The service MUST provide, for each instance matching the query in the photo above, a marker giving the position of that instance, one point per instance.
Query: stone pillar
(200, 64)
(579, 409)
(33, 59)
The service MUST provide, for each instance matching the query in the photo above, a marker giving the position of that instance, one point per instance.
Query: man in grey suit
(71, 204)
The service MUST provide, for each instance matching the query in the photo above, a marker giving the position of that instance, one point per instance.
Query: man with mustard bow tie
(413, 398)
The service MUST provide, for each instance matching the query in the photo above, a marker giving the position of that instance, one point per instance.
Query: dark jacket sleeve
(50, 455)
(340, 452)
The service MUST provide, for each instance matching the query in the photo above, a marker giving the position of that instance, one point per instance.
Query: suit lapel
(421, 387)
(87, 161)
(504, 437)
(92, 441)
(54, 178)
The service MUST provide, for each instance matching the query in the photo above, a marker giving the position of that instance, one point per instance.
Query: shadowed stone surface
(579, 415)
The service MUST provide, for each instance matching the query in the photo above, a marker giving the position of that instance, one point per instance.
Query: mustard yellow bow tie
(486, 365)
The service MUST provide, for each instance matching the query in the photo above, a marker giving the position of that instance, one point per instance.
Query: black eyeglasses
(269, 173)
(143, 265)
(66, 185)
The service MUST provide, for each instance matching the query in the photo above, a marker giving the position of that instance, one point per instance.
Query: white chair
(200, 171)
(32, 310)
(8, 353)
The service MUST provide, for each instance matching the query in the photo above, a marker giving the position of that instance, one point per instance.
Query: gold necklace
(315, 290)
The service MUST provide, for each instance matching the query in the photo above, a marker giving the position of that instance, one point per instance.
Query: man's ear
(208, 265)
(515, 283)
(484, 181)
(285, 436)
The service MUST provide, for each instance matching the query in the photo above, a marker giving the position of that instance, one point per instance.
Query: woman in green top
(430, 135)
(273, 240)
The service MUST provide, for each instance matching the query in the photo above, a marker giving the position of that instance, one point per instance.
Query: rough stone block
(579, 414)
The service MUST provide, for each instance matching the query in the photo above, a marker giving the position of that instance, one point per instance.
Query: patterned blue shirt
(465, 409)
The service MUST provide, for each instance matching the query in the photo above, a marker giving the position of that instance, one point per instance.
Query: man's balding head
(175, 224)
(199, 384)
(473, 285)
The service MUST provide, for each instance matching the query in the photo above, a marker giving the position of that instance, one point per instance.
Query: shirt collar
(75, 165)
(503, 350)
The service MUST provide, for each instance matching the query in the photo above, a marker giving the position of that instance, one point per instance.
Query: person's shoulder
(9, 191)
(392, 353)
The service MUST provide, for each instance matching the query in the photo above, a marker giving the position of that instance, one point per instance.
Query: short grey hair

+++++

- Task objective
Word for word, give the records again.

- Solution for this exercise
The service MUST provide, for each instance matching the query in the photo above, a marker giving the position of that instance, one point per instance.
Query: stone pillar
(200, 64)
(579, 409)
(33, 59)
The service MUST provide, for each instance matching the query in the photo above, a marker giving the position of that instance, one point per instance.
Query: man in grey suit
(71, 204)
The service MUST provide, for each instance matching the query in the photo above, a marker giving the position of that instance, one point per instance.
Query: man with mustard bow tie
(413, 398)
The service MUST provide, for each instance matching the query in the photo above, a marker giving the position of that instance, one point per instance.
Query: dark jacket sleeve
(50, 455)
(340, 452)
The service MUST provide, for each instance matching the query in the photo above, a marker giving the position of that instance, one point per instance.
Query: suit lapel
(421, 387)
(87, 161)
(504, 437)
(92, 441)
(54, 178)
The service MUST provide, for each instance matching the query in the photo above, a marker giving the position of that instance, one point per instance.
Query: shadowed stone surface
(579, 415)
The service MUST provide, for each instance matching the query in the photo above, a marker giving the position of that instance, one point per instance.
Query: mustard yellow bow tie
(486, 365)
The service MUST provide, for each instance matching the query in the photo above, a marker giving the position of that instance, one point per instance.
Query: black eyeglasses
(269, 173)
(143, 265)
(66, 185)
The service MUST provide, for each instance matching the query in the photo above, a marker giving the position of that instance, one point per instance.
Query: white chair
(200, 171)
(32, 310)
(8, 353)
The service MUST provide, for each instance matching the query in the photo above, a marker giving the position of that instance, one point per instance.
Query: gold necklace
(315, 290)
The service MUST provide, for each instance matching the query in the photo above, a marker giving the position of that instance, one point per instance.
Query: man's ear
(208, 265)
(515, 283)
(484, 181)
(285, 436)
The service MUST provide, for each instance matching the query in the photo above, a marker giving the position of that instance, one point per instance.
Query: woman in green top
(430, 135)
(273, 240)
The service MUST provide, for each instance matching the query in the photo above, a marker giving the position of that instance, one point per instance.
Query: rough stone block
(579, 414)
The service MUST provide, for each instance matching the query in the photo above, a marker giving the position of that instance, one point per instance.
Query: patterned blue shirt
(465, 409)
The service MUST provide, for each instance matching the query in the photo above, a marker giving the position of that instance, one point per instance.
Query: man's balding head
(175, 224)
(199, 384)
(473, 285)
The service MUST provide, for each instance matching the query in the photo above, a marker giving the position of that instance, one point per instance.
Query: shirt collar
(75, 165)
(503, 350)
The service MUST provide, for each instance matching the query in the photo above, a marker giving the position of that instance, one point per instance.
Query: person's shoulder
(9, 191)
(392, 353)
The service MUST provide, for each instance matching the query in the photo above, a marker giving the position of that instance, one point per instance.
Query: short grey hair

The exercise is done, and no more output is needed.